__Data for review__:
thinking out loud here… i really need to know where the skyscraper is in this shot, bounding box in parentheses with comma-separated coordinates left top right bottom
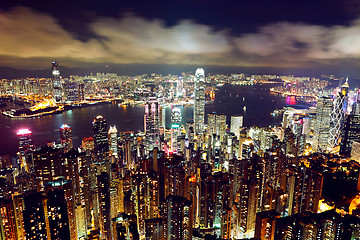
(340, 113, 360, 155)
(93, 115, 109, 154)
(313, 96, 333, 152)
(329, 80, 349, 148)
(17, 129, 33, 171)
(108, 126, 118, 158)
(52, 61, 62, 103)
(60, 124, 73, 151)
(144, 97, 160, 152)
(194, 68, 205, 135)
(230, 115, 243, 138)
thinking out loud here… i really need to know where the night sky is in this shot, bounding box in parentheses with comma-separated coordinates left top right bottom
(1, 0, 360, 77)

__What is being asked__: Print the listing again exactly, please. Keep the pictures out of it.

__Exercise output__:
thinking out loud here… i really need to know where the skyscraper is in this shot, bounding box in parentheses with comma-separated coordinates left top right bottom
(340, 113, 360, 155)
(93, 115, 109, 154)
(313, 96, 333, 152)
(329, 80, 349, 148)
(17, 129, 33, 171)
(108, 126, 118, 158)
(52, 61, 62, 103)
(60, 124, 73, 151)
(144, 97, 160, 152)
(194, 68, 205, 135)
(230, 115, 243, 138)
thinking out loud here… i really need to know where the night sky is in this shot, bounding box in parentheses with comma-separated coordinates left top right bottom
(1, 0, 360, 77)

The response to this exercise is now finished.